(Dataset excerpts)
•••

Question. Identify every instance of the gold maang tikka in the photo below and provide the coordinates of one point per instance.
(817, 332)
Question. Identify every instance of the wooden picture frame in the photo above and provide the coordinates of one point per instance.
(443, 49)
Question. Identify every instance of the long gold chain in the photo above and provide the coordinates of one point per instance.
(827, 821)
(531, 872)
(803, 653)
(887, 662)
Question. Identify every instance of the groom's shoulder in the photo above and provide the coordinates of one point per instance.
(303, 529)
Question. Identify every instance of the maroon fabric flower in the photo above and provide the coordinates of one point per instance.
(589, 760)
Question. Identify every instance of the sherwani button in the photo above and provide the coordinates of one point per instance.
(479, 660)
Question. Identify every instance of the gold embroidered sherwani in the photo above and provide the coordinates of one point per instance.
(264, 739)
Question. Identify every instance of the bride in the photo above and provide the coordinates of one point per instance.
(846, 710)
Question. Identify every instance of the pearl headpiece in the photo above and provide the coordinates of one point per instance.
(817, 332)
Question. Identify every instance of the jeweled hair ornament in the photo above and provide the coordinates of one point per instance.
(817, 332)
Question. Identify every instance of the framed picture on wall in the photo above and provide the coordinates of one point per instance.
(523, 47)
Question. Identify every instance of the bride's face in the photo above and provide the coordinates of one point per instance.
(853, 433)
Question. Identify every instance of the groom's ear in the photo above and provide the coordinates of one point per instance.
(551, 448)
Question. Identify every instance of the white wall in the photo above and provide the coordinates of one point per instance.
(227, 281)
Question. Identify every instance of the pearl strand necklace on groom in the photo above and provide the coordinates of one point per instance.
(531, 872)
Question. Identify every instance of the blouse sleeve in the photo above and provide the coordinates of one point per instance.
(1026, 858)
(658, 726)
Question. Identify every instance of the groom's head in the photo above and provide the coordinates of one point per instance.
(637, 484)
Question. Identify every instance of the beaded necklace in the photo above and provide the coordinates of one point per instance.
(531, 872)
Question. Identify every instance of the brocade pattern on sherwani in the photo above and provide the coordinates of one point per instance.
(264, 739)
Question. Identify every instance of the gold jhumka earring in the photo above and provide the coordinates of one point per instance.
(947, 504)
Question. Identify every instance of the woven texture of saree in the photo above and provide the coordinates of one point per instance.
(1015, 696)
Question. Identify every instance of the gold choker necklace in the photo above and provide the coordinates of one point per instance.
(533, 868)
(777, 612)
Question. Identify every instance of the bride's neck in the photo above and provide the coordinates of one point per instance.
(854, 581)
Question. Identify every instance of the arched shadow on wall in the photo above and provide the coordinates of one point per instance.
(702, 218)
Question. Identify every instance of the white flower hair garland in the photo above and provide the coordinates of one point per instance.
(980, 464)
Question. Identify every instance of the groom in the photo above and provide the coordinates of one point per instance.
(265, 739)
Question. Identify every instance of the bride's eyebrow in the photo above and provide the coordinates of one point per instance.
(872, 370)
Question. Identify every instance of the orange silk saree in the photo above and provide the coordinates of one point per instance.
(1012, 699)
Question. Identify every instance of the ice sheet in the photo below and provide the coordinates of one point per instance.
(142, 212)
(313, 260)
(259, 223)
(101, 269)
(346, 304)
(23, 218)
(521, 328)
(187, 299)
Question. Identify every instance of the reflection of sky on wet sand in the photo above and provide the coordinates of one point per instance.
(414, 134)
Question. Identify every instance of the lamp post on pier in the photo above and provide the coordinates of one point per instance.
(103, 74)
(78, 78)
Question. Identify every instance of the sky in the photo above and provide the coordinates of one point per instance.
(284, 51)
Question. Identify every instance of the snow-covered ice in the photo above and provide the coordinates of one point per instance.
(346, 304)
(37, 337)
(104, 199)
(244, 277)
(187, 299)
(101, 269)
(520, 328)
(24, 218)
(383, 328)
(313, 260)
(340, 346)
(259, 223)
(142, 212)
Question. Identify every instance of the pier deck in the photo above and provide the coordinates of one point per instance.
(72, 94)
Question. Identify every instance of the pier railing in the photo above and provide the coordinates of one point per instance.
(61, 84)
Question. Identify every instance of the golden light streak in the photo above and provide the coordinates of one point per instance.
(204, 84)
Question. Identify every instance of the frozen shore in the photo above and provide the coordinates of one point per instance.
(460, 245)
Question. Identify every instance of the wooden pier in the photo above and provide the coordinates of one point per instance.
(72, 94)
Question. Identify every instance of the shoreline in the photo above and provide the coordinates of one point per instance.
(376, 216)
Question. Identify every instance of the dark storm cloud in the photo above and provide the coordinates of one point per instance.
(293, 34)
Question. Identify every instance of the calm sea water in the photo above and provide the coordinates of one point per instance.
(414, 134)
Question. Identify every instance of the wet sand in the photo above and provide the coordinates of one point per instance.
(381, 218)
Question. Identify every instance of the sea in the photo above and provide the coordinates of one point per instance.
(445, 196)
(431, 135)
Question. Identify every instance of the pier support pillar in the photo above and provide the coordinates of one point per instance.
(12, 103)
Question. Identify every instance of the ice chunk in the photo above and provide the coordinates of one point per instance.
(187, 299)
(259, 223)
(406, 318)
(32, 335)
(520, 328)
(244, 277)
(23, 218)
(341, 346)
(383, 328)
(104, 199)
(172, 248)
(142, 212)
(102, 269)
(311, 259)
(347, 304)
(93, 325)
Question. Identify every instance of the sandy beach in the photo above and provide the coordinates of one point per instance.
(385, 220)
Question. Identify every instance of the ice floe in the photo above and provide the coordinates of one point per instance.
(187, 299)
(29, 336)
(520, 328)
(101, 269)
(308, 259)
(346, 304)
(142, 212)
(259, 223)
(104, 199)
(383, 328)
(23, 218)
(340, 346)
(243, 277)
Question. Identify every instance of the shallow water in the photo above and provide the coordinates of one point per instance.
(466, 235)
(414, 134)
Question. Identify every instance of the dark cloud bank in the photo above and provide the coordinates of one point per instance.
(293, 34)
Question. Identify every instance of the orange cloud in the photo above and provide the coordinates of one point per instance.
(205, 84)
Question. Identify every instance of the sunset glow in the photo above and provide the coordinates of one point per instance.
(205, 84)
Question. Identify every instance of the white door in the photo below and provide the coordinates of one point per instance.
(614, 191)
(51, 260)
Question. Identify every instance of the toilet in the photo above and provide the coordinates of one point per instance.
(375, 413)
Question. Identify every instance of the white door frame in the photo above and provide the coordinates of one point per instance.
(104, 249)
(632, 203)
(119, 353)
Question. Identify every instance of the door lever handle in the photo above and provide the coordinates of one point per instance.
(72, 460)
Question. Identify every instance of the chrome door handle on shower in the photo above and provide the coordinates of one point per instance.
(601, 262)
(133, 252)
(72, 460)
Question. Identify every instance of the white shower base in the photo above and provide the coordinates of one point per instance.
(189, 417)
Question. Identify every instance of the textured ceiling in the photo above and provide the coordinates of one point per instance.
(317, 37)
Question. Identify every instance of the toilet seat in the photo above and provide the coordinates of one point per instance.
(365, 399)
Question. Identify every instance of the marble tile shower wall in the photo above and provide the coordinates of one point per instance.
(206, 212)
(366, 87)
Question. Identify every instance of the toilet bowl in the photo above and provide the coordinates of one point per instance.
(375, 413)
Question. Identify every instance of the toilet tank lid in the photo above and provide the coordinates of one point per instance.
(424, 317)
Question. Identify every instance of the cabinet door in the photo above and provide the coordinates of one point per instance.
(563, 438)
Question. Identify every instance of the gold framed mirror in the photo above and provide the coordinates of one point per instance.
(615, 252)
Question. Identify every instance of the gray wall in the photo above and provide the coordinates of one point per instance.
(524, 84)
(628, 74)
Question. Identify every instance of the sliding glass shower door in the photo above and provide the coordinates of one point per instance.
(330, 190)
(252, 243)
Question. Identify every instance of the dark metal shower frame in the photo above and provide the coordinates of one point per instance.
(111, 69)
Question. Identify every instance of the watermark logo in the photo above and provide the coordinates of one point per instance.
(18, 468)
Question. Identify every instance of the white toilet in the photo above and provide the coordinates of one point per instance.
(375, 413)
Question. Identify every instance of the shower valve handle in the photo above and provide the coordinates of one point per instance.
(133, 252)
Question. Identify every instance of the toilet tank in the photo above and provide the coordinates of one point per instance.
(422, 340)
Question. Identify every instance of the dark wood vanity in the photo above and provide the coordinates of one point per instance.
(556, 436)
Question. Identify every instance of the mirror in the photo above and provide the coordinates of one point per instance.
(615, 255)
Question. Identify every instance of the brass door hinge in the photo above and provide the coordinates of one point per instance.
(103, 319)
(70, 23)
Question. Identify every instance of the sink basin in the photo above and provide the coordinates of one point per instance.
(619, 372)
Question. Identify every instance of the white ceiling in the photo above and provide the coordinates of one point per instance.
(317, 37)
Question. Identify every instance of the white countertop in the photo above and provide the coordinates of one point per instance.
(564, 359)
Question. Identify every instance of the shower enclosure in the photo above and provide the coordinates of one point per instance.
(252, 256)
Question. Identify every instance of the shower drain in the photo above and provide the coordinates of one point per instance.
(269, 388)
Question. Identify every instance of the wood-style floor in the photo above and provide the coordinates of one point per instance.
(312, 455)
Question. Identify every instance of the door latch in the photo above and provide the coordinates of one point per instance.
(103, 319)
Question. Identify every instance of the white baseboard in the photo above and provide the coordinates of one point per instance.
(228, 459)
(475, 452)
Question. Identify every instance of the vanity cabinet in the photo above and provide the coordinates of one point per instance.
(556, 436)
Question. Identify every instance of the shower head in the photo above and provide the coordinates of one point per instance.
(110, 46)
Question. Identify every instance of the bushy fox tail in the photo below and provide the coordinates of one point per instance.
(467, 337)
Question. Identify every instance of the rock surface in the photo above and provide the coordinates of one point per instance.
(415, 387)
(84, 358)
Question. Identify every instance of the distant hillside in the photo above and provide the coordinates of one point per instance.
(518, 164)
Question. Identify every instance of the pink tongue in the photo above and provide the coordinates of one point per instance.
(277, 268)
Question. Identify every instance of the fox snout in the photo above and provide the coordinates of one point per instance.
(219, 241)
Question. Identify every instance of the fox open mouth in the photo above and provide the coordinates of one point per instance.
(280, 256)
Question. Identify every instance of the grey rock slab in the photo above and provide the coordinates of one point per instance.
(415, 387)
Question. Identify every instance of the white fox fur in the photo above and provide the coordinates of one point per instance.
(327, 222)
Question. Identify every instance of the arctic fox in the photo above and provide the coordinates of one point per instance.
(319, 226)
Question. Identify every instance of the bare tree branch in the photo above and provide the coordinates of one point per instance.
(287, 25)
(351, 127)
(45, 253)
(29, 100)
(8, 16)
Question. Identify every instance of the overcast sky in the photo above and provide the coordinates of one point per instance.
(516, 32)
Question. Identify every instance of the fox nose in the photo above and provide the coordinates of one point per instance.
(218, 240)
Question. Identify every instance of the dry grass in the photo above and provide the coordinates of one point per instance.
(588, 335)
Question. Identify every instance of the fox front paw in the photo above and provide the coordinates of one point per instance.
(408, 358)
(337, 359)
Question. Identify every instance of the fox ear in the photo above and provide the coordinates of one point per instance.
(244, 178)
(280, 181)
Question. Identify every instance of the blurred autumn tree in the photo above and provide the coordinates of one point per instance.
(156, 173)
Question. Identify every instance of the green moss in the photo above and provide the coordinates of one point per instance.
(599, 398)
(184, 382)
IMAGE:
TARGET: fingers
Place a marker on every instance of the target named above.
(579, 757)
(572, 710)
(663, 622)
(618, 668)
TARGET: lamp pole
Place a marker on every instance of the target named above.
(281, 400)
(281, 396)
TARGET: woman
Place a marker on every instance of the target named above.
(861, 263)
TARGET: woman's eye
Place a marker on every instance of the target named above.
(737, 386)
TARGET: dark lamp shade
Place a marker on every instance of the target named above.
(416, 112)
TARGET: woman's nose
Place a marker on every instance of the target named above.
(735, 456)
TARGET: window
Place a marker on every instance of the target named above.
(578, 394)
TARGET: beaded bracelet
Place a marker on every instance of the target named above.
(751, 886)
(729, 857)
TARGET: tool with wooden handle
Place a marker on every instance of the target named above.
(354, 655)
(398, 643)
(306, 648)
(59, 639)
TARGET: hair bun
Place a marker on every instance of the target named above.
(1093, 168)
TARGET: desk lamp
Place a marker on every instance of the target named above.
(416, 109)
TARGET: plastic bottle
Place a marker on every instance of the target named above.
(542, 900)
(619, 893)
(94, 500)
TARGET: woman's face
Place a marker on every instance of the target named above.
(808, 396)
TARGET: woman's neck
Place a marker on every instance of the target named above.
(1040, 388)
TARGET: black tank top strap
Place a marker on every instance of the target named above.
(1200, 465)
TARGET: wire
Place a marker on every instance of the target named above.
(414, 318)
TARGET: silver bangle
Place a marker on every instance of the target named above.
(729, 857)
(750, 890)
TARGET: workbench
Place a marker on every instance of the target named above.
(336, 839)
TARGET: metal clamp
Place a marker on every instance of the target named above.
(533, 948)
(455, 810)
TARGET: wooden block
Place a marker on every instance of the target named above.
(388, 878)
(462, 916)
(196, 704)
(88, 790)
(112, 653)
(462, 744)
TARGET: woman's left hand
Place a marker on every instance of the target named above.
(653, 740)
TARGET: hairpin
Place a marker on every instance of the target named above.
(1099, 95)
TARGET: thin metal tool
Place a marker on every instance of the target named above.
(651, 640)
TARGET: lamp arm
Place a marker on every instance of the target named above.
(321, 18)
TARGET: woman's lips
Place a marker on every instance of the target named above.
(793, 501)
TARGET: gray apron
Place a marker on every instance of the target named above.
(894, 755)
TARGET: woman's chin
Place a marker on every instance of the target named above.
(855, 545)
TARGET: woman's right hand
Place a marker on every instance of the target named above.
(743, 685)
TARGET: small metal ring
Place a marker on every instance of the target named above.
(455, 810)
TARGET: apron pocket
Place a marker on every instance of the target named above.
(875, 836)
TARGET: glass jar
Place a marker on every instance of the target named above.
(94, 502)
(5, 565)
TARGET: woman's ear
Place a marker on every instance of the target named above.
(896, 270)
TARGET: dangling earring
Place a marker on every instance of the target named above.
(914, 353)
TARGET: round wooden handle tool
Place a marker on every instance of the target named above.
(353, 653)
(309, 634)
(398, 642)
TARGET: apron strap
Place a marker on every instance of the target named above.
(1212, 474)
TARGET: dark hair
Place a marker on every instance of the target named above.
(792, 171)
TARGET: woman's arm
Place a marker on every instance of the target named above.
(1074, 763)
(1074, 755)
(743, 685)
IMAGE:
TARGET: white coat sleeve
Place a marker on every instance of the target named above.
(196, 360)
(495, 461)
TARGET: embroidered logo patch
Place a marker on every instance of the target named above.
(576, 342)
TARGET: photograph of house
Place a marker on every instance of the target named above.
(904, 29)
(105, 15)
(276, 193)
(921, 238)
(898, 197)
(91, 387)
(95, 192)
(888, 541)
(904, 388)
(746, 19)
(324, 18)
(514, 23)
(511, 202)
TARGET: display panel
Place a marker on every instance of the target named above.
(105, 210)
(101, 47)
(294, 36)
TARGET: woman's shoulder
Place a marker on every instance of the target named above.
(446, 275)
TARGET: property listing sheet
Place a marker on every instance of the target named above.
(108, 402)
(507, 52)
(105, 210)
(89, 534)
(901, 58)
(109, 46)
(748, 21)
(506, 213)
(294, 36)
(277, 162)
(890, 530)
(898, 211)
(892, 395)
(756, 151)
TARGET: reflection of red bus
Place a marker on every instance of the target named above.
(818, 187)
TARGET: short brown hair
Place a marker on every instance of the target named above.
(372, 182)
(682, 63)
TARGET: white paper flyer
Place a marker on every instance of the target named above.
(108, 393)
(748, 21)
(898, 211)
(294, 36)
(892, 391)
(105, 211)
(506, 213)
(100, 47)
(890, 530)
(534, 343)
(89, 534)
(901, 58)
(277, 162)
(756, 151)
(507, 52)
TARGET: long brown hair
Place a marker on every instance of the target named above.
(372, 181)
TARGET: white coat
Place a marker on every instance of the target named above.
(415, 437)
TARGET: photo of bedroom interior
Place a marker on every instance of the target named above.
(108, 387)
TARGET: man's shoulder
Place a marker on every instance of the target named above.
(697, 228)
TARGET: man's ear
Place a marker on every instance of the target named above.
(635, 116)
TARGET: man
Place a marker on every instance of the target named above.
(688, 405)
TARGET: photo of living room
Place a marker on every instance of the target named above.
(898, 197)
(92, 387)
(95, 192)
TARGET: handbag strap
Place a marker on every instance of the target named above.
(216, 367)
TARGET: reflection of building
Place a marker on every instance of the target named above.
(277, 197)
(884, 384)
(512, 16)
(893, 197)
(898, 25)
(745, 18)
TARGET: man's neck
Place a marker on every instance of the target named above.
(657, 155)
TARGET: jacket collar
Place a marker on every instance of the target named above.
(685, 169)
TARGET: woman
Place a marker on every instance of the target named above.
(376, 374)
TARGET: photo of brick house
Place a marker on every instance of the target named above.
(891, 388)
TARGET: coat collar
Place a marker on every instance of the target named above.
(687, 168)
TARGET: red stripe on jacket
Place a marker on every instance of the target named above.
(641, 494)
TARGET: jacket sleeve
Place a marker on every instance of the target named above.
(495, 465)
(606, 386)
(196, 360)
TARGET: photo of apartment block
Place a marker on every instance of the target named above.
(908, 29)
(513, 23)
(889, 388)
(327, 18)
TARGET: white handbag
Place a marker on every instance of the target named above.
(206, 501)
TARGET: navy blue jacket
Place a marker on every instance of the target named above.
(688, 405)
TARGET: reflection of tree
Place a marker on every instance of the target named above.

•••

In the entries above, the lines between the one holding "TARGET: thin metal tool" and the one holding "TARGET: apron strap", inclusive, are to be printed exactly as written, and those alone.

### Your response:
TARGET: thin metal tool
Place a marker on every instance of the target named above.
(651, 640)
TARGET: lamp arm
Place a marker on every instance of the target named above.
(321, 18)
TARGET: woman's lips
Place a marker on every instance of the target named above.
(793, 501)
TARGET: gray apron
Place a marker on every instance of the target named above.
(894, 755)
TARGET: woman's chin
Place a marker on every instance of the target named above.
(855, 545)
TARGET: woman's right hand
Place a marker on every instance of the target named above.
(743, 685)
TARGET: small metal ring
Place a marker on every instance of the target named above.
(455, 810)
TARGET: apron pocket
Place a marker on every instance of the target named above.
(875, 836)
TARGET: glass jar
Place a marker on every instance of the target named above.
(94, 502)
(5, 565)
TARGET: woman's ear
Place a marker on every instance of the target named above.
(896, 270)
TARGET: dangling earring
Place a marker on every instance of the target named above.
(914, 353)
TARGET: round wooden handle tool
Place a marker on every instance of the target named above.
(353, 653)
(309, 634)
(398, 642)
TARGET: apron strap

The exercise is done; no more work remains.